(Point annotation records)
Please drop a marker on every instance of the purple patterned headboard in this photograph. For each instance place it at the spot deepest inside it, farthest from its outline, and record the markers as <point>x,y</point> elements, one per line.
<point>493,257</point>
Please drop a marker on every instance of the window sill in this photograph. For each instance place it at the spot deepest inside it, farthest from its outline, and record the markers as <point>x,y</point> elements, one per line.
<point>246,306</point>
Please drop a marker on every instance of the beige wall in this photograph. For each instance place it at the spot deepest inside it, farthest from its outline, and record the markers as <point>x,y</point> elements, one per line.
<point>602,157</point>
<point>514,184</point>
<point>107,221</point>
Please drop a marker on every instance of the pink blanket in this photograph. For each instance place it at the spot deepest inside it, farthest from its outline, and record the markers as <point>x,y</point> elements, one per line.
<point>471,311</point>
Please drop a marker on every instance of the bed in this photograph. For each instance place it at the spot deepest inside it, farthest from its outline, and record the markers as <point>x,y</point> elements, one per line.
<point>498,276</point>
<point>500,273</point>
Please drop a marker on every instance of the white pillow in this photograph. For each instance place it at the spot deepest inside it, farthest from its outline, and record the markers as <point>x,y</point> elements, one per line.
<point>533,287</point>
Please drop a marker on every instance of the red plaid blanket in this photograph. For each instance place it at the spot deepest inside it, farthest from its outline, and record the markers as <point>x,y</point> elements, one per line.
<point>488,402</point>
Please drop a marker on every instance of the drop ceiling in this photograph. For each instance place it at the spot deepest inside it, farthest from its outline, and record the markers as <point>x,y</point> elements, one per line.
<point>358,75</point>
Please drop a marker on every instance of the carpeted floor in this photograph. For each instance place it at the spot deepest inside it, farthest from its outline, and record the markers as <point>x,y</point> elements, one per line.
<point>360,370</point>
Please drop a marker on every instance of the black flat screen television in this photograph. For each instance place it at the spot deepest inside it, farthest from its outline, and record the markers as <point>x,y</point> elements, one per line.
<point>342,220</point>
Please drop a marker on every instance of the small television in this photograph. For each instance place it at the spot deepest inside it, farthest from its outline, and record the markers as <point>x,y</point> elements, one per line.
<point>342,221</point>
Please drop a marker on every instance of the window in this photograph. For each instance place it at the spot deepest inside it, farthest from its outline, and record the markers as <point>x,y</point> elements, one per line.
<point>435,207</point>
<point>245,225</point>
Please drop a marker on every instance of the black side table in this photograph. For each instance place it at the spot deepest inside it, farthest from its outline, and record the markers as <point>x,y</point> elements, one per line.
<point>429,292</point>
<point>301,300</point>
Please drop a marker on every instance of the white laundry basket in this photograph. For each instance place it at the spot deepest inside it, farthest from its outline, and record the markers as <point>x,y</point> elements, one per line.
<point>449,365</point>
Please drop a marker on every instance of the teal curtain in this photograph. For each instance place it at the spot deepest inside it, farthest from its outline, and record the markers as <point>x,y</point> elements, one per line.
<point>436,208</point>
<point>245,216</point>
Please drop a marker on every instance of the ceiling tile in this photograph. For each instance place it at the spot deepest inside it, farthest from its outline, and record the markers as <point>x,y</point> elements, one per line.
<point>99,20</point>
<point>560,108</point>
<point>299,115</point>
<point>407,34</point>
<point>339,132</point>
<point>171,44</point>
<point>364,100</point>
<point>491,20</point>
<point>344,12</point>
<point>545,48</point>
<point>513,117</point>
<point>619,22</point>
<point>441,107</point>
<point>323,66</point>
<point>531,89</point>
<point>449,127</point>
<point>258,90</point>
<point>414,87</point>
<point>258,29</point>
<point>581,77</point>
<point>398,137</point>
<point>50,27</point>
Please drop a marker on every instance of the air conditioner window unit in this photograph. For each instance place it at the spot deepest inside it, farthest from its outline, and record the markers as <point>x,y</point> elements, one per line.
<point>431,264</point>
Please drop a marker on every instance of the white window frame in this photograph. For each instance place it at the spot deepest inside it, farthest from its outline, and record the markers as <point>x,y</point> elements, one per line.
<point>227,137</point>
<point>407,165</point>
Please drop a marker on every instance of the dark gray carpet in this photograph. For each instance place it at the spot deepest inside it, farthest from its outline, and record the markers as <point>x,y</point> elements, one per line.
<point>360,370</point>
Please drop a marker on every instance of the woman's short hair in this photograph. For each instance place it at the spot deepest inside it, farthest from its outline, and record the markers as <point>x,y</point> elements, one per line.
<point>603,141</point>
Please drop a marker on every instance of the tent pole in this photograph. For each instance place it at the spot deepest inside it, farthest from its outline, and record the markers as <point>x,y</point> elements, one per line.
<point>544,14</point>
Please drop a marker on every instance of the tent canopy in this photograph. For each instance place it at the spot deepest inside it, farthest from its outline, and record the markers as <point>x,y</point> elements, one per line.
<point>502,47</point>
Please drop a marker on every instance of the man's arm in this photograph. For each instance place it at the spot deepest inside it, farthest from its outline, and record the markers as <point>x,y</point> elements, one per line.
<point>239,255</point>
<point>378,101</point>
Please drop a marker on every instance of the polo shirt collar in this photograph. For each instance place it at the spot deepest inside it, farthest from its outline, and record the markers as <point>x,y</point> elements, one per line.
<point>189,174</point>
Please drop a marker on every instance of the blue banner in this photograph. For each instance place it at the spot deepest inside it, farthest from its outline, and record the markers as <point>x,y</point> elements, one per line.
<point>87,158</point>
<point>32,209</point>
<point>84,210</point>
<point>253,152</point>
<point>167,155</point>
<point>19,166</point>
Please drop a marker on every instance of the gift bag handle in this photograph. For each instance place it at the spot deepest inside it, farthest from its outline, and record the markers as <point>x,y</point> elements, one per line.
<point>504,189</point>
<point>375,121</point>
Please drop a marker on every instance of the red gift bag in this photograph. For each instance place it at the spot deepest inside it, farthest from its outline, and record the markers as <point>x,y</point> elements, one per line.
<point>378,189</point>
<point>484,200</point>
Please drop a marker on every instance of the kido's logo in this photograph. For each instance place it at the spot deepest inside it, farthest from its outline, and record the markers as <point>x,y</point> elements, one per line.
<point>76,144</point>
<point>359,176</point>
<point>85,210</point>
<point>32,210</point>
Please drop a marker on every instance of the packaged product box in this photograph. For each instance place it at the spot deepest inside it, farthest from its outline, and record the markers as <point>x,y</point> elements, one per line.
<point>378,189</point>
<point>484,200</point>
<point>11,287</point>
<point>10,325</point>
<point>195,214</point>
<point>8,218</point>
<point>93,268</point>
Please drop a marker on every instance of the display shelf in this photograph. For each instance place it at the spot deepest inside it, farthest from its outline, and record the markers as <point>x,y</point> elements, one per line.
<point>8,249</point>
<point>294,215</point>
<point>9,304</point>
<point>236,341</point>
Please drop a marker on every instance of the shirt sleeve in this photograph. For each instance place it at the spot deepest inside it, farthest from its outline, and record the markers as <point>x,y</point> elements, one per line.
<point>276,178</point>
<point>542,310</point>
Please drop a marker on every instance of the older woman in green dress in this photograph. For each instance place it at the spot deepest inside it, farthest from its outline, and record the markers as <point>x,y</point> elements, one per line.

EXERCISE BRIEF: Please copy out the material above, swapping every "drop a marker" for "put a pin" and keeping everything else the same.

RESPONSE TO THE EXERCISE:
Please put a pin on every instance of the purple patterned headboard in this photograph. For each instance place it at the spot deepest inside it, farthest from its outline, and record the markers as <point>x,y</point> elements, one per line.
<point>493,257</point>
Please put a pin on every instance of the window sill in this photograph. For each instance place it at the spot deepest inside it, farthest from its outline, and record the markers as <point>x,y</point> elements, one per line.
<point>246,306</point>
Please put a pin on every instance of the beige wall in this photograph. For each instance place it at the spot deepest inside it, farthest from its outline, and record the markers as <point>x,y</point> elements, one per line.
<point>602,157</point>
<point>514,184</point>
<point>107,221</point>
Please put a pin on every instance of the pink blanket in this photograph. For each instance place it at the spot deepest inside it, farthest from its outline, and record the markers as <point>x,y</point> elements, one per line.
<point>471,311</point>
Please put a pin on every instance of the bed in this photograph. For each instance place it at the spot deepest inside it, farthest from its outline, and record the markers as <point>x,y</point> elements, one per line.
<point>498,276</point>
<point>500,273</point>
Please put a pin on every instance of the white pillow in this photograph. For each instance place it at the spot deepest inside it, farthest from its outline, and record the markers as <point>x,y</point> elements, one per line.
<point>533,287</point>
Please put a pin on every instance of the red plaid blanket in this photograph. For each instance place it at the spot deepest inside it, farthest from its outline, and record the markers as <point>x,y</point> elements, one per line.
<point>488,402</point>
Please put a pin on every instance of the drop ceiling in this photograph. For each instance place it at the spot deepest inside it, farthest from its outline, and record the markers as <point>x,y</point> elements, one per line.
<point>358,75</point>
Please put a pin on every instance of the carpeted floor in this photograph. For each instance place it at the spot deepest inside it, farthest from its outline, and record the markers as <point>x,y</point> elements, one per line.
<point>360,370</point>
Please put a pin on every instance of the black flat screen television in this photograph. For each instance place it at the spot deepest inside it, farthest from its outline, and record the markers as <point>x,y</point> elements, one per line.
<point>342,220</point>
Please put a pin on every instance of the small television in this photograph. For each instance place it at the spot deepest inside it, farthest from its outline, and record the markers as <point>x,y</point> elements, one per line.
<point>342,221</point>
Please put a pin on every instance of the window in this photograph. For each instance place it at the spot deepest inside it, farthest from its outline, and record the markers as <point>x,y</point> elements, one per line.
<point>435,207</point>
<point>245,225</point>
Please put a pin on every instance of the black side table in this photograph. For each instance place it at the spot deepest inside it, farthest from its outline, and record the markers as <point>x,y</point> elements, one per line.
<point>429,292</point>
<point>301,300</point>
Please put a pin on every instance of the white laundry basket in this photograph. For each instance place it at the spot deepest inside it, farthest from its outline, and record the markers as <point>x,y</point> elements, one per line.
<point>449,365</point>
Please put a pin on every instance of the teal curtain in this photograph. For each instance place it at the spot deepest inside it, farthest from its outline, and record the markers as <point>x,y</point> elements, one per line.
<point>436,208</point>
<point>245,216</point>
Please put a pin on every instance of the ceiling tile in this photograph. For each instance place it at the spot deepest inside it, farthest from its outline, and record the markers as <point>x,y</point> elements, one per line.
<point>99,20</point>
<point>560,108</point>
<point>299,115</point>
<point>407,34</point>
<point>339,132</point>
<point>171,44</point>
<point>364,100</point>
<point>491,20</point>
<point>344,12</point>
<point>545,48</point>
<point>513,117</point>
<point>619,22</point>
<point>441,107</point>
<point>323,66</point>
<point>531,89</point>
<point>449,127</point>
<point>258,90</point>
<point>414,87</point>
<point>258,29</point>
<point>581,77</point>
<point>398,137</point>
<point>50,27</point>
Please put a pin on every instance of the air conditioner window unit in this photograph. For each instance place it at the spot deepest inside it, farthest from its outline, and record the markers as <point>x,y</point> elements, one per line.
<point>431,264</point>
Please put a pin on every instance of the white window frame in this photograph. For each instance place it at the spot deepest inside it, farthest from its outline, and record the markers as <point>x,y</point> elements, one per line.
<point>227,137</point>
<point>407,165</point>
Please put a pin on every instance of the dark gray carpet in this photograph. For each instance place it at the spot deepest inside it, farthest from its outline, and record the markers as <point>x,y</point> elements, one per line.
<point>360,370</point>
Please put a pin on every instance of the woman's short hair in this photograph. For each instance place it at the spot deepest inside it, farthest from its outline, and record the markers as <point>x,y</point> elements, one per line.
<point>603,141</point>
Please put a pin on every instance of the tent pole in this photograph. For each instance place it at the spot deepest inside it, farthest from its outline, and record the markers as <point>x,y</point> elements, one per line.
<point>544,14</point>
Please put a pin on every instance of the tent canopy in this photograph. For each instance place it at the spot deepest inside it, farthest from its outline, and record the markers as <point>x,y</point> elements, one per line.
<point>502,47</point>
Please put a pin on every instance of the man's arm in this photograph. For each instance place it at the spot deepest inside it, farthest from its outline, and record the markers as <point>x,y</point> elements, one per line.
<point>239,255</point>
<point>378,101</point>
Please put a pin on every instance of the polo shirt collar in this photograph. For each instance place it at the spot deepest inside it, farthest from its outline, and record the markers as <point>x,y</point> elements, one per line.
<point>189,174</point>
Please put a pin on every instance of the blue banner in this photograph. For each instance place it at the spot deepest inside it, farthest from its outline, and record the markers as <point>x,y</point> elements, one per line.
<point>87,158</point>
<point>32,209</point>
<point>84,210</point>
<point>253,152</point>
<point>167,155</point>
<point>19,166</point>
Please put a pin on every instance of the gift bag handle in this photograph. For each instance place it at the spot deepest inside it, farthest from its outline, and record the markers as <point>x,y</point> elements, one per line.
<point>504,189</point>
<point>375,121</point>
Please put a pin on every instance of the red gift bag in this photograph. For each instance place it at the spot deepest inside it, farthest from its outline, and record the markers as <point>x,y</point> elements, one per line.
<point>378,189</point>
<point>484,200</point>
Please put a pin on every instance of the kido's logo in this photograph. For each instance place it at the spot deepest inside it, farthest from its outline, and record the markers as <point>x,y</point> elements, one per line.
<point>76,144</point>
<point>359,176</point>
<point>85,210</point>
<point>32,210</point>
Please put a pin on every instance of the packaged product box in this photograph. For each instance place it at the spot deepest inside it, farthest from its outline, and record the markers as <point>x,y</point> elements, one per line.
<point>378,189</point>
<point>484,200</point>
<point>11,287</point>
<point>10,325</point>
<point>195,214</point>
<point>8,218</point>
<point>93,268</point>
Please put a pin on every instance of the display shelf in this photograph. For each instance place it at the spot deepest inside it, farthest from its outline, and record the markers as <point>x,y</point> elements, one per line.
<point>8,249</point>
<point>294,215</point>
<point>9,304</point>
<point>236,341</point>
Please put a pin on every instance of the shirt sleeve in this photograph. For each instance place it at the spot deepest inside it, farthest from its outline, and record the markers as <point>x,y</point> elements, one per line.
<point>276,178</point>
<point>542,310</point>
Please put a pin on every instance of the older woman in green dress in this photograph. For each instance place it at the spot deepest inside it, farthest from its outline, and record the markers as <point>x,y</point> elements, one per line.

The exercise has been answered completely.